◆ **Stored data entries**:

===============

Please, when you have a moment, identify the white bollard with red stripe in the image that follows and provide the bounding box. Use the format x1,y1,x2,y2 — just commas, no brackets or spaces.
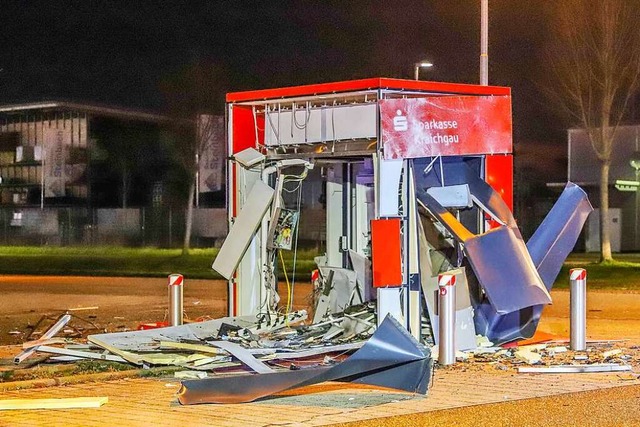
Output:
438,274,456,365
569,268,587,351
169,274,184,326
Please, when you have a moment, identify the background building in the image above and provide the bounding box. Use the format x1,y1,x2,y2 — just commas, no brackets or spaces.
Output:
0,101,226,246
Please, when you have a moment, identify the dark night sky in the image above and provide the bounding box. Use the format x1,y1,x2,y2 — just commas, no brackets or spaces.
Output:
0,0,564,141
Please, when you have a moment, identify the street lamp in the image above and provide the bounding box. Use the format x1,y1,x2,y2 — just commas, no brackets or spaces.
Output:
629,151,640,250
413,59,433,80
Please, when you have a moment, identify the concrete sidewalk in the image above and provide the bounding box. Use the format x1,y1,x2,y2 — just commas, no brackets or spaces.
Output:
0,366,640,427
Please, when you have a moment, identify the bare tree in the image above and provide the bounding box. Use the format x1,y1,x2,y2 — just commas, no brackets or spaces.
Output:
547,0,640,261
162,60,226,254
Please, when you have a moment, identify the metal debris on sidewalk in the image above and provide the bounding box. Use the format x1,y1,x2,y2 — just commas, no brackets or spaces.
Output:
178,316,431,405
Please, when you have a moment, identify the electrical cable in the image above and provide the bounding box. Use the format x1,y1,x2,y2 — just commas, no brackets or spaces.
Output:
291,101,311,130
278,251,291,326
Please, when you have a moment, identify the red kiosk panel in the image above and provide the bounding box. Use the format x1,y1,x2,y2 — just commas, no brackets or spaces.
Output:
371,218,402,288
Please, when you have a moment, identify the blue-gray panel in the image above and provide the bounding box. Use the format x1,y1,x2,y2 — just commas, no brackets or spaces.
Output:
178,316,432,405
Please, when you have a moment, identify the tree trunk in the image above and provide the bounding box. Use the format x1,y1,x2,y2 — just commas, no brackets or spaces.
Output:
600,161,613,262
182,179,196,255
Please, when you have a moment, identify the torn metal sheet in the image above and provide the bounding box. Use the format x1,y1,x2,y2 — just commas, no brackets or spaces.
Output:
527,182,593,290
518,363,632,374
475,182,593,344
31,345,127,363
178,316,431,405
13,314,71,365
208,341,273,374
417,191,551,314
88,310,307,351
211,181,275,279
414,157,516,231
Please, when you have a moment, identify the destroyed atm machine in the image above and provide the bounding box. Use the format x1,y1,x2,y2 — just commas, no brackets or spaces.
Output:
213,78,590,349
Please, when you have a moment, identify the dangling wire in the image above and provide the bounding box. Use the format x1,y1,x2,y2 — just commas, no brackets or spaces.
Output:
291,173,307,308
278,250,295,326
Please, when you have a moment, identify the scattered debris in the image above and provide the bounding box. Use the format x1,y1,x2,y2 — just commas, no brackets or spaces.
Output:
518,363,631,374
13,314,71,365
602,348,622,360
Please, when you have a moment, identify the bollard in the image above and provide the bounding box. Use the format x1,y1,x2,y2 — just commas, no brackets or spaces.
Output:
169,274,184,326
569,268,587,351
438,274,456,365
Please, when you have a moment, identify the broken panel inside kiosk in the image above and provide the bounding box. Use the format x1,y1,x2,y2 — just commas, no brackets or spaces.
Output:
213,78,591,349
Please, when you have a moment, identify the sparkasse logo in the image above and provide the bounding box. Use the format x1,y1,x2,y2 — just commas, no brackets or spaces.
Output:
393,110,409,132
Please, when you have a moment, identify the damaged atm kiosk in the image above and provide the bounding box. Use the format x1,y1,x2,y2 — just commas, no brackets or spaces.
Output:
213,78,592,349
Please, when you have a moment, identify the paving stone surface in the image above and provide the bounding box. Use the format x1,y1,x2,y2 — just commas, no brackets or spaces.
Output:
0,369,640,427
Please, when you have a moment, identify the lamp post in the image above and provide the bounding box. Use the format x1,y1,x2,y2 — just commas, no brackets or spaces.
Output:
413,59,433,80
629,151,640,250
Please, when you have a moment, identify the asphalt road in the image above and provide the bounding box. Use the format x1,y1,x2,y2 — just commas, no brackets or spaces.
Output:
0,276,640,427
0,276,310,345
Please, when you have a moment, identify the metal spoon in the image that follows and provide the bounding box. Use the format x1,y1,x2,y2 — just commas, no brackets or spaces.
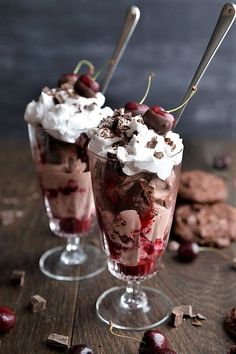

===============

◆ **EXERCISE DIRECTIONS**: Copy out all of these records word for word, leaving the pictures out.

◆ **COMPLETE ANSWER**:
Please, when you have a moment, identify the white bollard with red stripe in the image that follows and provide the bounding box. Use the format x1,y1,x2,y2 — just commas, no brackets or spaces.
Output:
438,274,456,365
569,268,587,351
169,274,184,326
Please, when you have a moment, identify the background building in the image above and provide the bounding box. Use the format x1,y1,x2,y2 — just commas, no brackets or spaces.
Output:
0,101,226,246
Please, when you have a moment, identify the dark night sky in the image above and provide the bounding box. Use the format x1,y1,x2,y2 — just commas, no brackets or spaces.
Output:
0,0,564,141
Please, when you have a moment, identify the street lamp in the image above and provide the bounding box. Use the format x1,y1,x2,y2 — just commas, no brackets or spaces.
Output:
629,151,640,250
413,59,433,80
Please, when you have a moment, identify the concrete sidewalk in the image above and provide the bounding box. Use the format x1,y1,x2,y2 — just commas, no brackets or spaces.
Output:
0,366,640,427
Please, when you have a moment, identify the bare tree in the image above and provide the bounding box. Use the format x1,y1,x2,y2 — just commas, no brackets or spaces.
Output:
547,0,640,261
162,60,226,254
Please, when you have a moment, identify the metal debris on sidewalk in the image above and provide the bounding box. Use the format x1,y1,x2,y2 — just commas, no brackets or spaces.
Output:
178,316,431,405
Please, when you have a moment, identify the electrical cable in the image above and provide the bounding box. Use the format x1,y1,x2,y2 — just commas, no brackets or spaces.
Output:
291,101,311,130
278,251,291,326
Please, when you have a moment, identify the red kiosk panel in the image above and provide the bounding box. Use the format x1,y1,x2,y2 — just commas, no brackets or spaces.
Output:
371,218,402,288
Please, when you have a moment, identify the blue-gray panel in the image above and provide the bounding box. Use the format x1,y1,x2,y2 — just commas, no brackets or spaces.
Output:
178,316,432,405
Please, when you have a moment, identify the tree trunk in the image above and provide the bounding box. Use the format x1,y1,x2,y2 — just commas, no brackets or spaces.
Output:
600,161,613,262
182,179,196,255
Please, when you have a moment, identify the torn metal sheet in the image above and provide the bounding box. Use the format x1,y1,x2,y2 — just commas, no brackets or spaces.
Output:
527,182,593,290
518,363,632,374
475,182,593,344
31,345,127,363
178,316,431,405
13,314,71,365
208,341,273,374
417,191,551,314
88,310,307,351
211,181,275,279
414,157,516,231
Please, when you have a moment, identify the destroyed atm machine in the image above and provide the bounding box. Use the format x1,y1,x2,y2 — just commas, no brackets or spaces.
Output:
213,78,590,349
Please, when you have a moment, identify the dangling wire in the image above and provide the bounding box. Use the format x1,y1,x2,y2 — just commas, no brackets or spaces.
Output:
291,173,307,308
278,250,295,326
Please, when you have a moment, identify the scattered debris in the image above and provide the bounding box. Use the format x1,y1,x2,y2 — just commas, no brackets or spaces.
Output:
518,363,631,374
13,314,71,365
602,348,622,360
Please, when you have a moment, identify the bollard in the image above and provide the bounding box. Use the format x1,y1,x2,y2 — just commas, no brackets or spaces.
Output:
169,274,184,326
569,268,587,351
438,274,456,365
Please, when you have a moment, identify the broken panel inside kiosk in the image above and provide the bounding box. Use the format x1,y1,x2,y2 — just commas, no brackets or spaces.
Output:
213,78,591,349
Please, when you have a moment, identify the sparkasse logo in the image above and provide the bounding box. Use the format x1,y1,x2,y2 — just commas, no brackets or spaces.
Output:
393,110,409,132
Please, when you have a moment, identify the damaged atm kiosk in the image above and provide the bounding box. Use the format x1,y1,x2,y2 — just commas, no brackets or spaces.
Output:
213,78,592,349
Please, when you have a moment, identify the paving stone surface in the image above and provide the bounding box. Use the format x1,y1,x2,y2 — just commas, no brackets or spaces.
Output:
0,369,640,427
Please, when you have a moment, identify the lamp post in the image above and provide the bounding box. Use the format x1,y1,x2,y2 — just commas, no brackets or spaces.
Output:
413,59,433,80
629,151,640,250
Please, when you have a moment, identify the asphalt road in the image above and provide the bounding box. Use the format x1,y1,x2,y2 — just commas, no brackets or spaces.
Output:
0,276,640,427
0,276,310,345
Please, when you have a moment, identify the metal spoon in the image that follows and provide the bounding box. Use the format x1,y1,x2,y2 — just commas, no brackets or spaces.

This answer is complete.